Continue the A-20G-25 Havoc article from its last line.

Page text:

--

|This page is about the American attacker A-20G-25. For other uses, see DB-7 (Family).|
- 1 Description
- 2 General info
- 3 Armaments
- 4 Usage in battles
- 5 History
- 6 Media
- 7 See also
- 8 External links
The A-20G-25 Havoc is a rank II American attacker with a battle rating of 2.7 (AB) and 3.0 (RB/SB). It was in the game since the start of the Open Beta Test as the A-20G-30 before being remodelled and renamed in Update 1.47 "Big Guns" as the A-20G-25.
The A-20 is classified as an attacker, which carries both good and bad traits when compared to "real" bombers. The main advantage is its strong offensive armament (comparable to that of many U.S fighters), which allows it to engage other aircraft or to strafe soft ground targets. Additionally, it carries an excellent defensive armament, with 2 x 12.7 mm machine guns mounted in a dorsal turret, and a single 12.7 mm machine gun in a hatch below the tail. However, in-game attackers are treated differently than bombers, spawning at a lower altitude and in Realistic Mode, and they do not benefit from a bomb-sight.
Due to its lack of manoeuvrability, turn fighting or energy fighting enemy aircraft is extremely ill-advised, since the A-20G isn't capable of out-turning anything (even heavy fighters), and its energy retention is very poor. If one must engage an enemy fighter, either make sure to have a significant energy advantage in order to use boom-and-zoom tactics or try to provoke them into a head-on pass since not much can compete with the A-20G's armament. If an enemy plane avoids a head-on engagement, it is likely better to avoid turning, and use the speed of this plane to either get to help or to allow your gunners to engage the fighters. Often, the best defensive tactic is to stay at very low altitude to force the enemy into the dorsal turret's coverage area and hope it can deal with it, as the A-20G is hopeless in any kind of combat manoeuvring otherwise.
|Characteristics|| Max Speed
(km/h at 3,048 m)
| Max altitude
| Turn time
| Rate of climb
| Take-off run|
|Combat flaps||Take-off flaps||Landing flaps||Air brakes||Arrestor gear|
|Wings (km/h)||Gear (km/h)||Flaps (km/h)||Max Static G|
|Optimal velocities (km/h)|
|< 260||< 320||< 300||> 320|
|Optimal altitude||100% Engine power||WEP Engine power|
|467 m||2,700 hp||3,200 hp|
|Optimal altitude||100% Engine power||WEP Engine power|
|2,906 m||2,500 hp||3,022 hp|
Survivability and armour
- 12.7 mm Steel - Fore cockpit armour plate
- 8 mm Steel - Fore cockpit side armour plate
- 9.5 mm Steel - Pilot's seat
- 12.7 mm Steel - Dorsal gunner's fore and aft armour plating
- 12.7 mm Steel - Ventral gunner's belly armour plating
- 12.7 mm Steel - Ventral gunner's rear armour plating
- Self-sealing fuel tanks (2 in each wing)

--

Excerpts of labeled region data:
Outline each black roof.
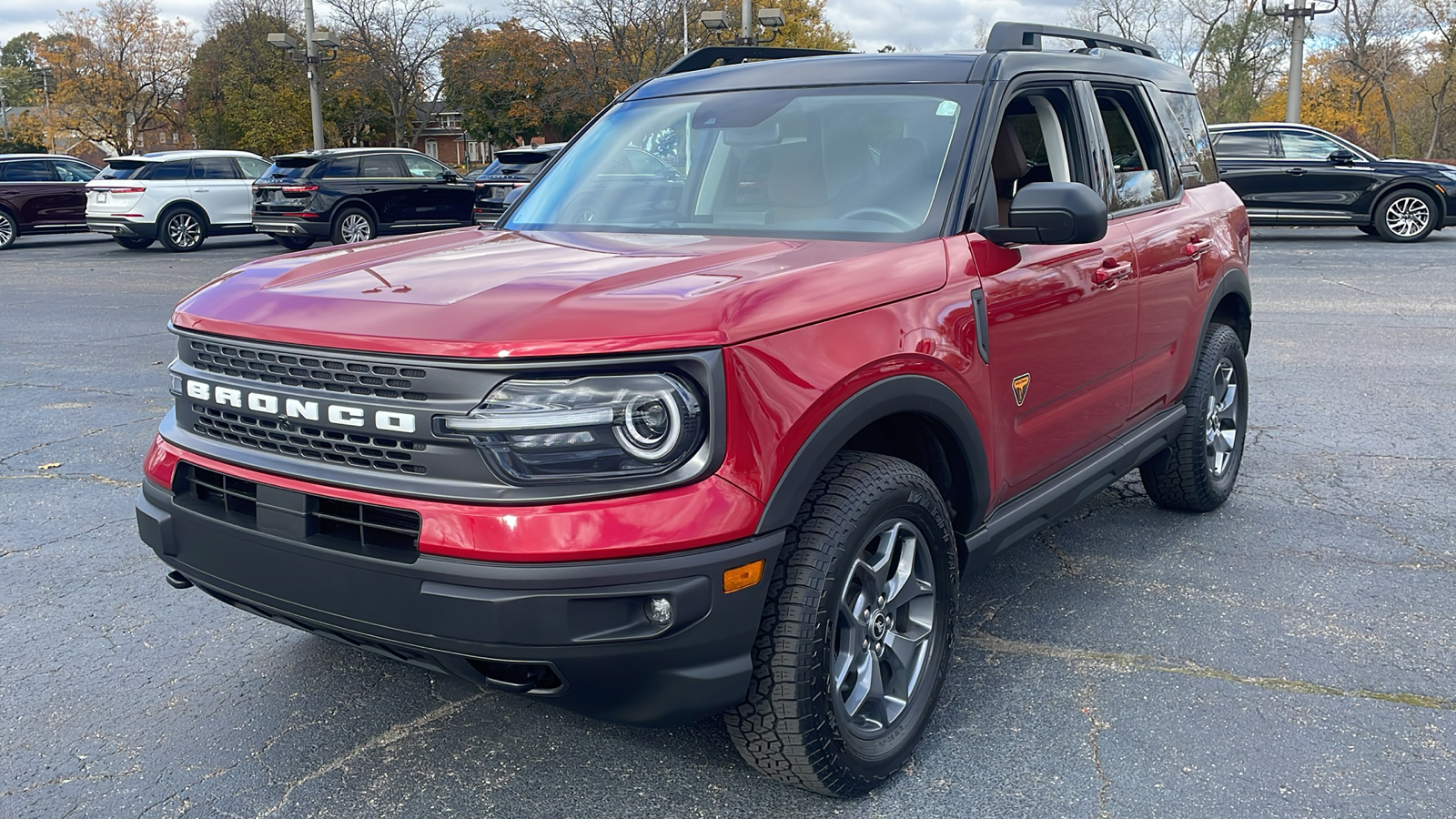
[624,22,1194,99]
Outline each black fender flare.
[757,375,990,535]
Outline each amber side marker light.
[723,560,763,592]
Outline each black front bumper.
[86,216,157,239]
[136,482,784,727]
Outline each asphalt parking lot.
[0,224,1456,817]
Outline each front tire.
[157,207,207,254]
[272,233,315,250]
[1374,188,1436,242]
[723,451,959,795]
[330,207,379,245]
[1138,324,1249,511]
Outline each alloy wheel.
[1385,197,1431,239]
[830,519,936,739]
[339,213,374,245]
[1203,359,1239,478]
[167,213,202,248]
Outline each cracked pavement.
[0,224,1456,819]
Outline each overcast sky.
[0,0,1076,51]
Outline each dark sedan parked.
[466,143,566,225]
[1208,123,1456,242]
[253,147,475,250]
[0,153,100,250]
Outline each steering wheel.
[840,207,919,230]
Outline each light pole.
[268,0,339,150]
[697,0,786,46]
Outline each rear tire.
[157,206,207,254]
[723,451,959,795]
[1374,188,1436,242]
[272,233,315,250]
[0,210,20,250]
[1138,324,1249,511]
[329,207,379,245]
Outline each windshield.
[500,86,971,240]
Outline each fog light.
[646,598,672,625]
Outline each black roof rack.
[990,22,1162,60]
[661,46,850,76]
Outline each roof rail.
[660,46,850,76]
[986,22,1162,60]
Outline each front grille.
[192,404,427,475]
[172,462,420,562]
[187,339,430,400]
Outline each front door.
[971,82,1138,501]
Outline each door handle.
[1092,258,1133,290]
[1184,238,1213,258]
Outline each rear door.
[1213,128,1289,225]
[187,156,253,226]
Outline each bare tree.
[328,0,471,146]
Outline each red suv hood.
[172,228,946,359]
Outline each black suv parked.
[0,153,99,250]
[469,143,566,225]
[253,148,475,250]
[1208,123,1456,242]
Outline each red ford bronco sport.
[136,24,1249,794]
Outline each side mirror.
[980,182,1107,245]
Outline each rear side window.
[1213,131,1274,159]
[1155,92,1218,188]
[143,159,192,182]
[1097,87,1177,211]
[359,153,410,179]
[187,156,238,179]
[51,159,96,182]
[0,159,56,182]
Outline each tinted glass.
[187,156,238,179]
[359,153,410,179]
[51,159,96,182]
[0,159,56,182]
[1163,93,1218,188]
[1279,131,1347,162]
[318,156,359,179]
[1213,131,1269,159]
[144,159,192,182]
[400,153,447,179]
[505,86,963,240]
[233,156,268,179]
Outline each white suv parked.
[86,150,268,252]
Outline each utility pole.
[303,0,323,150]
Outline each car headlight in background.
[441,373,708,484]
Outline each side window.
[1276,131,1345,162]
[147,159,192,181]
[1213,131,1274,159]
[992,87,1089,225]
[318,156,359,179]
[233,156,268,179]
[187,156,238,179]
[1095,87,1177,211]
[400,153,446,179]
[51,159,97,182]
[3,159,56,182]
[359,153,410,179]
[1155,92,1218,188]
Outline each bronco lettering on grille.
[187,379,415,433]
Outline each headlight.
[441,373,708,484]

--

Reply to the task:
Modifications and economy
The A-20G-25 is armed with:
- 4 x 12.7 mm Browning M2 machine guns, nose-mounted (350 rpg = 1,400 total)
- 2 x 12.7 mm Browning M2 machine guns, chin-mounted (350 rpg = 700 total)
The A-20G-25 can be outfitted with the following ordnance:
- Without load
- 4 x 500 lb AN-M64A1 bombs (2,000 lb total)
- 12 x M8 rockets
The A-20G-25 is defended by:
- 2 x 12.7 mm M2 Browning machine guns, dorsal turret (400 rpg = 800 total)
- 1 x 12.7 mm M2 Browning machine gun, ventral turret (400 rpg)
Usage in battles
The A-20G-25 possesses a fairly standard loadout of 6 x 12.7 mm machine guns like many regular fighters in the U.S tech tree. However, unlike the fighters, the machine guns on the A-20 are mounted solely in the nose. This allows for a much more focused cone of fire at range since convergence is not a significant factor, meaning that the A-20G will have an easier time hitting targets, but hardened ground targets like light and medium tanks will be easier to kill due to the fact that bullets are not converging from an angle, increasing penetration.
In general, either stealth or universal belts are recommendable for most situations. While the ground targets belt does make it feasible to kill medium tanks with the 12.7 mm machine guns, the angles required for dealing damage are so specific, you end up putting a fairly unmanoeuvrable plane at risk of crashing.
Enemies worth noting:
Yak-2 KABB: Do not think that the A-20G-25 can confidently out maneuver this plane just because it is twin-engined. The Yak-2 has an amazing turn rate for a heavy fighter, thus the A-20G-25 must avoid turning with it, if not dogfighting with it in general. It bears a pair of ShVAK cannons that can easily damage vital parts like engine or cooling systems. It has green camo, greatly resembling an Me 410 but with an H-tail like a Bf 110's.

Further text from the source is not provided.